Document passage:
--------------------

Author: levicki.i@sezampro.yu
Date: Tue, 13 Nov 2007 11:03:07 CST
Raw View
On Nov 12, 10:10 pm, Mathias Gaunard <loufo...@gmail.com> wrote:
> On Nov 7, 5:17 pm, Martin Bonner <martinfro...@yahoo.co.uk> wrote:
>
> > Could you give more details please.  The alignment of a type must be
> > <= sizeof the type.  What types on Mac have an alignment of 16?  (NB.
> > I don't doubt your statement; I am just curious as to what reasonable
> > implementations may do.)
>
> It's just that the stack is 16-byte aligned, which is quite unrelated.

This is not true. Stack may be or may be not aligned, it doesn't
matter.

Problem lies with vector types both on Mac and on PC and Playstation 3
also comes to mind.

*** C++ standard is terribly outdated ***

Not having an operator new which returns _aligned_ memory seriously
hampers SIMD use in C++.

What should one do with this code?

class foo
{
public:
 __m128 vec;
 ...
 foo(void)
 {
  vec = _mm_setzero_ps();
 }
};

foo *p = new [](10);

C++ regulatory body is obviously sitting with their collective thumbs
up their arses instead of listening to developers and their needs.

Not only that, compiler vendors are not able to provide workarounds
for such issues because that would break the standard which btw is
already broken.

Let me touch on stack alignment when you mentioned it:

There is a compiler option to force stack alignment on every
function entry to a given value. Problem is in the standard again,
if you force say 16-byte alignment:

void somefunc(void)
{
 char buf[32]; // sure, this will be aligned to 16 bytes
 ...
 for (int i = 0; i < 32; i++) {
  char foo[32]; // but this won't!
  __declspec(align(16)) char bar[32]; // unless you add explicit
alignment directive
 }
}

Then what is the point of having forced alignment if you are not
consistent? For every performance conscious developer those
things just suck.

---
[ comp.std.c++ is moderated.  To submit articles, try just posting with ]
[ your news-reader.  If that fails, use mailto:std-c++@ncar.ucar.edu    ]
[              --- Please see the FAQ before posting. ---               ]
[ FAQ: http://www.comeaucomputing.com/csc/faq.html                      ]





Author: Martin Bonner <martinfrompi@yahoo.co.uk>
Date: Fri, 16 Nov 2007 09:45:06 CST
Raw View
On Nov 13, 5:03 pm, levick...@sezampro.yu wrote:
> Problem lies with vector types both on Mac and on PC and Playstation 3
> also comes to mind.

--------------------

Given task: Write out, word for word, the portion of the C++ alignment thread between "There is a compiler" and "void somefunc(void)", inclusive.

--------------------

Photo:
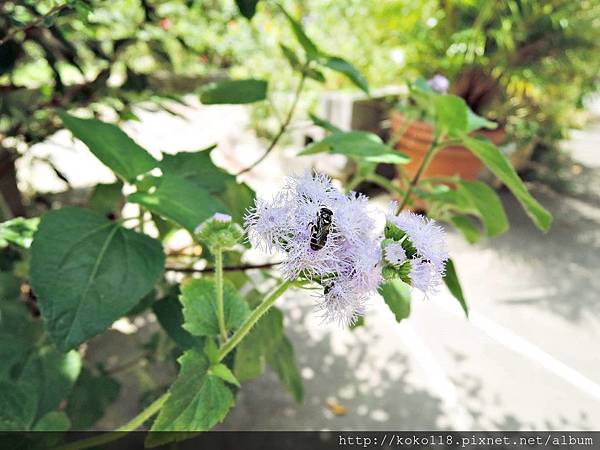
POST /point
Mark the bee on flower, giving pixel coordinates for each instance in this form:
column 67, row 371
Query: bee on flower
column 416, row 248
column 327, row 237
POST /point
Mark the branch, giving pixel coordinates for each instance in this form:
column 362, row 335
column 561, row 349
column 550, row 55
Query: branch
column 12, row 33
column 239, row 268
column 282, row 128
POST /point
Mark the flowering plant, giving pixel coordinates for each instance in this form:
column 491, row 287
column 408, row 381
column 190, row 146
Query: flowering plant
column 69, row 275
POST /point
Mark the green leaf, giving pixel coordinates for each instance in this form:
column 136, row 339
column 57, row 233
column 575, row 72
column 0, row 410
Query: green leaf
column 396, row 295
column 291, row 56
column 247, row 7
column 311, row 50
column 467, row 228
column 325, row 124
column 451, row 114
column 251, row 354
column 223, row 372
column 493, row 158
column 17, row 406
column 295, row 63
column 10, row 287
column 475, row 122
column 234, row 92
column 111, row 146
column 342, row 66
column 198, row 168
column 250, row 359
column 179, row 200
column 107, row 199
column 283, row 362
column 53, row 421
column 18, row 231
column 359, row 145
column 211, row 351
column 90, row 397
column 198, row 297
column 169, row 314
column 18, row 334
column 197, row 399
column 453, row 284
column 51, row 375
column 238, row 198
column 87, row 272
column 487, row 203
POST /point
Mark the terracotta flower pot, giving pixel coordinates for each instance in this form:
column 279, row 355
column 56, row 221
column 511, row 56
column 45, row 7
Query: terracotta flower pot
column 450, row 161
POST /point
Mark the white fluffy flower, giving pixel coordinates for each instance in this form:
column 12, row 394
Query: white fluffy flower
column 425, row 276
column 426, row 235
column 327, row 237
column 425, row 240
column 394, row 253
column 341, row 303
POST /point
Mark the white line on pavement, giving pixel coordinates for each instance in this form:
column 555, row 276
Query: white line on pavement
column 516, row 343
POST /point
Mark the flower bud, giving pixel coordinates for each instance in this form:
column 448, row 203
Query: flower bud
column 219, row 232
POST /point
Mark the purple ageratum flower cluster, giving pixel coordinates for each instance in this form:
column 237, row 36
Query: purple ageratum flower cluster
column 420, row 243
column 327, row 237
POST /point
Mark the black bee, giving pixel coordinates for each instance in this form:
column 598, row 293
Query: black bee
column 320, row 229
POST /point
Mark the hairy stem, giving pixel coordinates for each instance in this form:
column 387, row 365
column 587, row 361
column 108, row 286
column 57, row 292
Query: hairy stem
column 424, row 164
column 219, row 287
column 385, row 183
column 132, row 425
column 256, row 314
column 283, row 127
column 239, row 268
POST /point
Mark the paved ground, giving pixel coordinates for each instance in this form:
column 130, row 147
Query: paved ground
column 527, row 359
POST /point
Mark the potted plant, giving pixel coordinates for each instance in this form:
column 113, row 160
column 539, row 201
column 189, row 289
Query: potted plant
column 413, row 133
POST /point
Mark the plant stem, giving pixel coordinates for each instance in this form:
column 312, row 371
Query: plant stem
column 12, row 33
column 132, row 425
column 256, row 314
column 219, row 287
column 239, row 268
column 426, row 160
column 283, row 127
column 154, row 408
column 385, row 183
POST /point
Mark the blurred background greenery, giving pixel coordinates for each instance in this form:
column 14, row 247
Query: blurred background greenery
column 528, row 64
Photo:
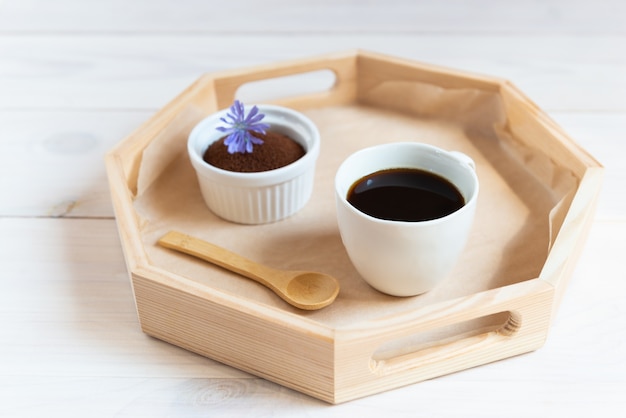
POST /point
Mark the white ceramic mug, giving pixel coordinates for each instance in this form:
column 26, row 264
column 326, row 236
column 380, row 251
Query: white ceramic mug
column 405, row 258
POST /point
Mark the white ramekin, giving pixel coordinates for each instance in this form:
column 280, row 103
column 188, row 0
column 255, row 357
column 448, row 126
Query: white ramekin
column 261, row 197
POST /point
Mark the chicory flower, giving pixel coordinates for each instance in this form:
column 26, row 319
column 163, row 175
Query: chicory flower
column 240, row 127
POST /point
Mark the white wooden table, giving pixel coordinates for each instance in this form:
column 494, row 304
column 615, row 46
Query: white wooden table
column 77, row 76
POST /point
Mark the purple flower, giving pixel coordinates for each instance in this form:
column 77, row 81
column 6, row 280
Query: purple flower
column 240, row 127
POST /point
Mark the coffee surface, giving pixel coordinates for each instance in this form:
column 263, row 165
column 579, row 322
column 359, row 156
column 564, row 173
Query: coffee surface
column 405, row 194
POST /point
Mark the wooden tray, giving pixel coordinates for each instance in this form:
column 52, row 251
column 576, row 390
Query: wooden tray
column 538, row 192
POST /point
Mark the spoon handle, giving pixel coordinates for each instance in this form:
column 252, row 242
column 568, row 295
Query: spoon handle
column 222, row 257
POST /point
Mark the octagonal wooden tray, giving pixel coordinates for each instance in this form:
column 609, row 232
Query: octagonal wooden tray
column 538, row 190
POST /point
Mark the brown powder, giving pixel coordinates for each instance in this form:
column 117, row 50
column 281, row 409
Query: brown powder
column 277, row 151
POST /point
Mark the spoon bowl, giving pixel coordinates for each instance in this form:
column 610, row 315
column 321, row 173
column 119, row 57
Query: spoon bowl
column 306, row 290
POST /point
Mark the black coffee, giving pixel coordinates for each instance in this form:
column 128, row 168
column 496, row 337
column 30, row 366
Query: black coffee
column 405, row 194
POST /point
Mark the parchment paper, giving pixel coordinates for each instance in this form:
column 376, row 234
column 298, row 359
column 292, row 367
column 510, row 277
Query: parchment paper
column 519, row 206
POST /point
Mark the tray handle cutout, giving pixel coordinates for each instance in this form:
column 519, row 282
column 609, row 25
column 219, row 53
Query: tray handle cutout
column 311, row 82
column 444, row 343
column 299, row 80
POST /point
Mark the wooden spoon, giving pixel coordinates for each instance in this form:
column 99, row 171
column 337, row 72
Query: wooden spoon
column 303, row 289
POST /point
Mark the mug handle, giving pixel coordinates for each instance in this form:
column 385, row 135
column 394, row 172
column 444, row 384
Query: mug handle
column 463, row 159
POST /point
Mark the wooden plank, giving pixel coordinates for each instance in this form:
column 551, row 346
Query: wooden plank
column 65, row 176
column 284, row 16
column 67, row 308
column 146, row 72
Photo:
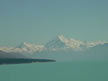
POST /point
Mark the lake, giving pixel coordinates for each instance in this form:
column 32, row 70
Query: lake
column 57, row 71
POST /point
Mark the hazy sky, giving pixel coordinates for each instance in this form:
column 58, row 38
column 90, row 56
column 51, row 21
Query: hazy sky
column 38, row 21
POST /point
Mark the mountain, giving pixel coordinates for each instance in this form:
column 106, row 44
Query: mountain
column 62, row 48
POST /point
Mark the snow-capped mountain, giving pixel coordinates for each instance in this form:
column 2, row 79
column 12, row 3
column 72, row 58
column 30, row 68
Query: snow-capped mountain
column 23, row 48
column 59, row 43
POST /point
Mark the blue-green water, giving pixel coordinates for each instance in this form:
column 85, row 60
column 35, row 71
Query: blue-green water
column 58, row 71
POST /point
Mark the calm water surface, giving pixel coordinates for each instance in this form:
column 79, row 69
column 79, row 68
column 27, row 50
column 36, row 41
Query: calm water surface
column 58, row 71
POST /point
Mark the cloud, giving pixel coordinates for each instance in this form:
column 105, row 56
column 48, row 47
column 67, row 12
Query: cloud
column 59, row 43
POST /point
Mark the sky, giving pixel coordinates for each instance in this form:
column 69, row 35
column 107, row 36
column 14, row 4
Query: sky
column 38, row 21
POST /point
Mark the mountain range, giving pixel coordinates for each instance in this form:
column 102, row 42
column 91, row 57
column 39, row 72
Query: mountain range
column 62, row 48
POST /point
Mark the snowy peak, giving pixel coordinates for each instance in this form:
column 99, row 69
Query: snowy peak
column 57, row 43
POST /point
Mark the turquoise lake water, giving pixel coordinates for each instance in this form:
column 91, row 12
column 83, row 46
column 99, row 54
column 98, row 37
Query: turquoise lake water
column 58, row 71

--------------------

Task response:
There is a compiler option to force stack alignment on every
function entry to a given value. Problem is in the standard again,
if you force say 16-byte alignment:

void somefunc(void)